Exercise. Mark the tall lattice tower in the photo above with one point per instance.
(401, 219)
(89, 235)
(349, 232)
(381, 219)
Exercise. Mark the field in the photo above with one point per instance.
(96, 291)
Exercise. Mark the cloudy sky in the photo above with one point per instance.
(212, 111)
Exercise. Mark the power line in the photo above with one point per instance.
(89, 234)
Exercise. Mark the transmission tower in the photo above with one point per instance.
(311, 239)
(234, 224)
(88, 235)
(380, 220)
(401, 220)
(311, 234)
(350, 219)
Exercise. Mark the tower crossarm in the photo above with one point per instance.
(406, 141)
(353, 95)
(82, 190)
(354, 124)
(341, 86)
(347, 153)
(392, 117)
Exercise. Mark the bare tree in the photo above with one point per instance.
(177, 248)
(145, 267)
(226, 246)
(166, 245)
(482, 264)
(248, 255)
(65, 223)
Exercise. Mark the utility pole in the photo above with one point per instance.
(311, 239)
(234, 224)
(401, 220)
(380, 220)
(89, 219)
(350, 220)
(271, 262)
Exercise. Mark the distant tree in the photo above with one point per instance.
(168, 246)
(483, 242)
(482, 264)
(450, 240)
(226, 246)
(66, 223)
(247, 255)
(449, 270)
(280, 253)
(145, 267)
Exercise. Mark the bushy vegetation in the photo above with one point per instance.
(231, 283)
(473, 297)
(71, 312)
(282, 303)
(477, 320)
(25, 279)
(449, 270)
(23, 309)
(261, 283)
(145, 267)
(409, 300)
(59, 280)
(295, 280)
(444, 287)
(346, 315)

########################################

## THE PROBLEM
The data must be transcribed in full. Every word stays the same.

## WRITTEN ANSWER
Exercise. Mark the tall lattice tower in the photo above with one point per instance.
(401, 219)
(89, 235)
(349, 232)
(381, 219)
Exercise. Mark the field in the photo above with one point per instance.
(96, 291)
Exercise. Mark the cloudy sky in the photo above with one point per instance.
(212, 111)
Exercise. Mark the power line in the photo above with one point per instance.
(89, 234)
Exercise. Mark the transmission tower in the photo above with one point per instance.
(311, 239)
(234, 224)
(88, 235)
(380, 220)
(401, 220)
(311, 234)
(350, 219)
Exercise. Mark the tower crossarm in the photo above with one point per instance.
(406, 141)
(353, 95)
(82, 190)
(354, 124)
(341, 86)
(347, 153)
(392, 117)
Exercise. Mark the bare tree in the photo above with one point per instance.
(177, 248)
(145, 267)
(226, 246)
(166, 245)
(482, 264)
(248, 255)
(65, 223)
Exercise. Mark the utility pole in the photo above with one point per instance.
(311, 239)
(234, 224)
(401, 220)
(380, 220)
(89, 219)
(350, 220)
(271, 262)
Exercise. Mark the distant tree in the photo above with one point per instance.
(168, 246)
(483, 242)
(482, 264)
(450, 240)
(226, 246)
(66, 223)
(247, 255)
(449, 270)
(280, 253)
(145, 267)
Exercise. Mark the bushy vegetation in the photo above with one point per instance.
(231, 283)
(473, 297)
(71, 312)
(282, 303)
(477, 320)
(25, 279)
(449, 270)
(23, 309)
(261, 283)
(145, 267)
(409, 300)
(59, 280)
(295, 280)
(444, 287)
(346, 315)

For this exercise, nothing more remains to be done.